┌─ PAGE TEXT

Monday marked Holmes’s fourth day on the stand as the continued to testify in her own defense in a fraud case that has gripped Silicon Valley.

After recounting how she met Balwani while she was still in high school, Holmes said she eventually fell under his sway after she dropped out of Stanford University in 2003 to found Theranos, the startup she led as CEO for the next 15 years.

Related: ‘I didn’t know what to believe’: what 11 weeks of the Elizabeth Holmes trial has revealed

Holmes, now 37, grew tearful as she testified that she was raped at Stanford, a factor she believes played a role in what she characterized as her later subservience to Balwani, now 56. The two became romantically involved in 2005 before Balwani became the chief operating officer at Theranos, a position he held from 2009 to 2016.

Even before joining Theranos, Balwani was regularly berating Holmes as an inept executive who needed to “kill” her former self in an effort to become more disciplined and focused, according to her testimony and contemporaneous notes with strict instructions for Holmes handwritten by Balwani.

“He felt like I came across as a little girl and thought I needed to be more serious and more pointed,” Holmes explained as she read through Balwani’s demands. They included spending at least 30 minutes each morning writing out her daily goals and never spending more than five minutes meeting with anyone unless she had written down a reason justifying the additional time.

If she didn’t do what Balwani said, Holmes said, he would yell and tell her he was “so disappointed in my mediocrity”.

At other times, Holmes said, Balwani would liken her to a “monkey flying a space ship” and tried to cut her off from her family in an alleged effort to ensure that she devoted herself full-time to Theranos. She also said he controlled her diet in an attempt to keep her “pure”. Sometimes after Balwani belittled her, Holmes testified, he would force her to have sex against her will.

The dramatic turn came during Holmes’s testimony before a jury weighing fraud charges that include swindling investors and customers while putting patients at risk by telling elaborate lies about the company’s development of an allegedly revolutionary blood-testing device. Holmes could face a prison sentence of up to 20 years if convicted.

└─
┌─ LISTED RECORDS

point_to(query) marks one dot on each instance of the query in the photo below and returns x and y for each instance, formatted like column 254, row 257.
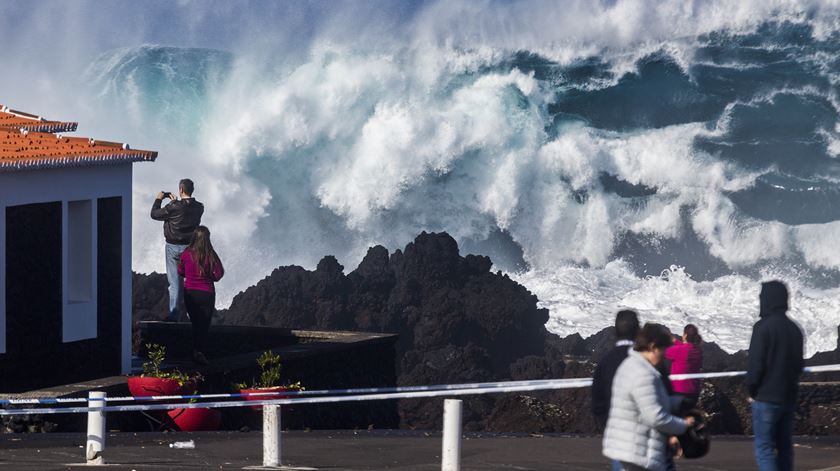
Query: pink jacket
column 193, row 279
column 686, row 358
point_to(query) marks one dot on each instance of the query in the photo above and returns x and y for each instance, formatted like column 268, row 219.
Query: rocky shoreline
column 459, row 322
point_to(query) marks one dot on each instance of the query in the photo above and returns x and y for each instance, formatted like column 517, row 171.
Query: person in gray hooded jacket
column 640, row 420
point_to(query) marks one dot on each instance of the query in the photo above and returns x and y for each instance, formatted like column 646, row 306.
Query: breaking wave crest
column 584, row 167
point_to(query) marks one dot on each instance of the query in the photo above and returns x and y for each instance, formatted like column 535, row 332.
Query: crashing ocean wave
column 584, row 148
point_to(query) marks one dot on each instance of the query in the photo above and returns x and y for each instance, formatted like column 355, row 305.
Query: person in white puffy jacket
column 640, row 419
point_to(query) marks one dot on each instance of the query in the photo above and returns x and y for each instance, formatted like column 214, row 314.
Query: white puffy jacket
column 640, row 420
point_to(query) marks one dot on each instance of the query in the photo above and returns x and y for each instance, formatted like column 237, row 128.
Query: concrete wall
column 92, row 271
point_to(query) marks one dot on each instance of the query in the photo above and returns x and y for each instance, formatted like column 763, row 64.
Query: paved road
column 378, row 450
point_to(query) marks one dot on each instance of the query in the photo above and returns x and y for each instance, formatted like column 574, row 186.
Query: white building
column 65, row 253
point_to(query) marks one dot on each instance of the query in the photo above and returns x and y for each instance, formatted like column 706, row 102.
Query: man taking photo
column 180, row 218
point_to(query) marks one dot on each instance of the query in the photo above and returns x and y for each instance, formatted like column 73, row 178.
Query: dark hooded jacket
column 180, row 218
column 776, row 349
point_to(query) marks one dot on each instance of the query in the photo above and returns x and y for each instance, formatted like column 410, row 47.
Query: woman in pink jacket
column 687, row 358
column 201, row 268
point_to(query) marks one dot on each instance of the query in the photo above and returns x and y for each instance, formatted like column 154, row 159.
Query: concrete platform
column 377, row 450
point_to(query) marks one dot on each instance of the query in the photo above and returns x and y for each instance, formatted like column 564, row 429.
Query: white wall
column 66, row 185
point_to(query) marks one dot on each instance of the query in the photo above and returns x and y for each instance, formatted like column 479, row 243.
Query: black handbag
column 695, row 441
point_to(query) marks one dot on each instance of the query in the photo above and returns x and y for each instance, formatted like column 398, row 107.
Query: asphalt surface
column 374, row 450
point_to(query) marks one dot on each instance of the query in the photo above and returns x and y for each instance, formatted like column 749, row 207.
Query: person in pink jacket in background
column 201, row 268
column 686, row 358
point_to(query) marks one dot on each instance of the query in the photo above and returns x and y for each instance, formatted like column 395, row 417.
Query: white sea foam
column 585, row 301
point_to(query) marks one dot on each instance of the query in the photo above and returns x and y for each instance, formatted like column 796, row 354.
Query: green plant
column 270, row 368
column 151, row 368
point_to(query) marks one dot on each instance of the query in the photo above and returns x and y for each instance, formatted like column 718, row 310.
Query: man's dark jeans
column 773, row 428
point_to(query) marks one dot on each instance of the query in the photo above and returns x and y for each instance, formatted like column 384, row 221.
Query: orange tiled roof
column 29, row 147
column 12, row 119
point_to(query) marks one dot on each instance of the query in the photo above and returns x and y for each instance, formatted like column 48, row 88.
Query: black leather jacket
column 180, row 218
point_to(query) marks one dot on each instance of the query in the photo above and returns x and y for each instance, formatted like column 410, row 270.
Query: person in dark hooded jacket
column 775, row 363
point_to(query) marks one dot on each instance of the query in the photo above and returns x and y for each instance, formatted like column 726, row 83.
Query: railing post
column 451, row 453
column 271, row 435
column 96, row 429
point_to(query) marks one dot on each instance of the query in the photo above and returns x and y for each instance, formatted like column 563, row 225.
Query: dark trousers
column 200, row 306
column 773, row 429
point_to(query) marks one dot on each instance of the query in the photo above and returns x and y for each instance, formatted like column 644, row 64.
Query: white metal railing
column 451, row 448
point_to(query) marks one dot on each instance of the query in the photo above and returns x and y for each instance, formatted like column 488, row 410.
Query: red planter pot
column 196, row 420
column 146, row 386
column 278, row 394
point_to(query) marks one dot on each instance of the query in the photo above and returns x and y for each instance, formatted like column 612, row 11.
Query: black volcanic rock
column 459, row 322
column 456, row 320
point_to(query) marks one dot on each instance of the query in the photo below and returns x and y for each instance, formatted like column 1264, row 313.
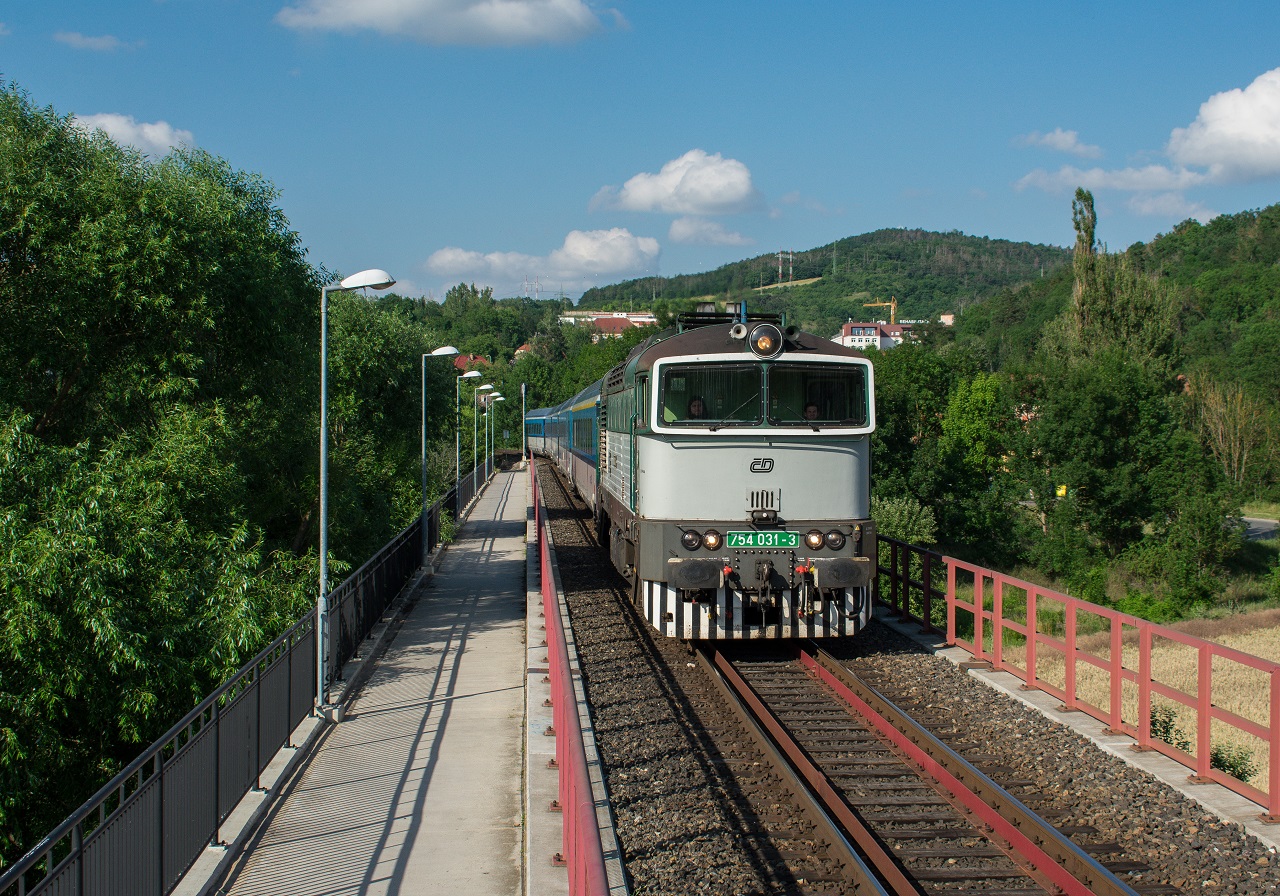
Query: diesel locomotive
column 727, row 462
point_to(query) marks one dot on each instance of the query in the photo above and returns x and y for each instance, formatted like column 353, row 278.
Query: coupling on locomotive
column 727, row 462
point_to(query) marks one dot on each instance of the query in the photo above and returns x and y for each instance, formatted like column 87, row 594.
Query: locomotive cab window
column 720, row 394
column 818, row 394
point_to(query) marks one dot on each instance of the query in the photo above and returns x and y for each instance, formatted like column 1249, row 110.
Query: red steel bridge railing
column 583, row 853
column 1133, row 675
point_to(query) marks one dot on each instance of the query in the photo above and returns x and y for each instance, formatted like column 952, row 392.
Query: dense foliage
column 159, row 388
column 1102, row 426
column 1096, row 416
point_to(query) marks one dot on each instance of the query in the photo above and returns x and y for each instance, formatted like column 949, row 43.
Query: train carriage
column 727, row 462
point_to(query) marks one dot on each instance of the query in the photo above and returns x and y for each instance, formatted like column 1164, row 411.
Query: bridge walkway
column 419, row 789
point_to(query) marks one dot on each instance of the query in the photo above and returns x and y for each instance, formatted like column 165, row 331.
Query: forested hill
column 926, row 272
column 1224, row 275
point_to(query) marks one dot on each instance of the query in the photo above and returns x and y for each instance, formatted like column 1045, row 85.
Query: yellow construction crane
column 891, row 305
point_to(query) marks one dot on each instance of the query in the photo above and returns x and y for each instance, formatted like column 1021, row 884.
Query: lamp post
column 493, row 433
column 475, row 433
column 457, row 437
column 371, row 279
column 443, row 351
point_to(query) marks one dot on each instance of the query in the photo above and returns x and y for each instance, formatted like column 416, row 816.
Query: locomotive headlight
column 766, row 341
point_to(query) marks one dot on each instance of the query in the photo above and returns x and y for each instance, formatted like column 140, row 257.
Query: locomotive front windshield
column 718, row 394
column 798, row 394
column 809, row 394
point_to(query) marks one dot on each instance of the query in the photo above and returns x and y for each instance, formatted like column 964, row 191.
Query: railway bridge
column 455, row 748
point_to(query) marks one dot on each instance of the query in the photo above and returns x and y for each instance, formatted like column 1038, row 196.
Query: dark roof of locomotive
column 716, row 339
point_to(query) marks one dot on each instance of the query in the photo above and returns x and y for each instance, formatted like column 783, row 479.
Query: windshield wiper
column 800, row 417
column 730, row 415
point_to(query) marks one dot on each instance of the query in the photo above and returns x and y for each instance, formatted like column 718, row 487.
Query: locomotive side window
column 720, row 394
column 807, row 394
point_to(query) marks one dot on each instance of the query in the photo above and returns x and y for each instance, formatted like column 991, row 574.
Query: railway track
column 702, row 808
column 923, row 817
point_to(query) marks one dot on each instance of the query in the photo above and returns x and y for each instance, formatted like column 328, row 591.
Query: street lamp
column 457, row 437
column 475, row 433
column 493, row 433
column 370, row 279
column 443, row 351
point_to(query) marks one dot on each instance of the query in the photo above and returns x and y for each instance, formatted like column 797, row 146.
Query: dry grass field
column 1237, row 688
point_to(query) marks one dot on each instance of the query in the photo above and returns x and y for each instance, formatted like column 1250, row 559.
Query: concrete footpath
column 419, row 789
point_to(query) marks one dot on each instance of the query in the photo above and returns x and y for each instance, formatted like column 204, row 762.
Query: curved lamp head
column 371, row 279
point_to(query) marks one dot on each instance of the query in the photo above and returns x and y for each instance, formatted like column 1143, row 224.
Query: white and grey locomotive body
column 732, row 465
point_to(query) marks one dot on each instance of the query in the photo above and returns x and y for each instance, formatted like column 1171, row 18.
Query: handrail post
column 1069, row 681
column 1032, row 635
column 1205, row 713
column 979, row 604
column 1143, row 685
column 1274, row 754
column 951, row 602
column 997, row 620
column 1116, row 672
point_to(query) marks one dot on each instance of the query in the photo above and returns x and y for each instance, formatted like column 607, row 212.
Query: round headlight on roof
column 766, row 341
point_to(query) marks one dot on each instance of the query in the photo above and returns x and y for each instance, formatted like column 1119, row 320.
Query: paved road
column 1260, row 529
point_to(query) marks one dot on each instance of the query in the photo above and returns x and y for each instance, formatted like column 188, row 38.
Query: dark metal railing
column 146, row 827
column 909, row 583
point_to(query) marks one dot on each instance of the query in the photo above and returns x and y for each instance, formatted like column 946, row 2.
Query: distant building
column 872, row 336
column 638, row 318
column 611, row 328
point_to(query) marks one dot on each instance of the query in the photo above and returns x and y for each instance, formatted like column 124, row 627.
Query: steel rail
column 876, row 873
column 1047, row 850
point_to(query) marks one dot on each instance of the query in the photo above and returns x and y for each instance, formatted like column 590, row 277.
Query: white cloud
column 1170, row 205
column 700, row 231
column 695, row 183
column 154, row 138
column 1150, row 178
column 1234, row 138
column 460, row 22
column 1061, row 141
column 585, row 256
column 1237, row 133
column 101, row 44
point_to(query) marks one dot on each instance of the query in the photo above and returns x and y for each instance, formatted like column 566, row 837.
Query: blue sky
column 572, row 144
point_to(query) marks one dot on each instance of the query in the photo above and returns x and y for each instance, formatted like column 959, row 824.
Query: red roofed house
column 609, row 328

└─

EXERCISE REQUIREMENTS →
**1.** From the article above on the Holmes trial, copy down word for word the part that opens with the words containing "Even before joining" and closes with "the additional time.".
**2.** In the article above on Holmes's testimony, during which years was Balwani chief operating officer at Theranos?

YOUR RESPONSES →
**1.**
Even before joining Theranos, Balwani was regularly berating Holmes as an inept executive who needed to “kill” her former self in an effort to become more disciplined and focused, according to her testimony and contemporaneous notes with strict instructions for Holmes handwritten by Balwani.

“He felt like I came across as a little girl and thought I needed to be more serious and more pointed,” Holmes explained as she read through Balwani’s demands. They included spending at least 30 minutes each morning writing out her daily goals and never spending more than five minutes meeting with anyone unless she had written down a reason justifying the additional time.

**2.** From 2009 to 2016.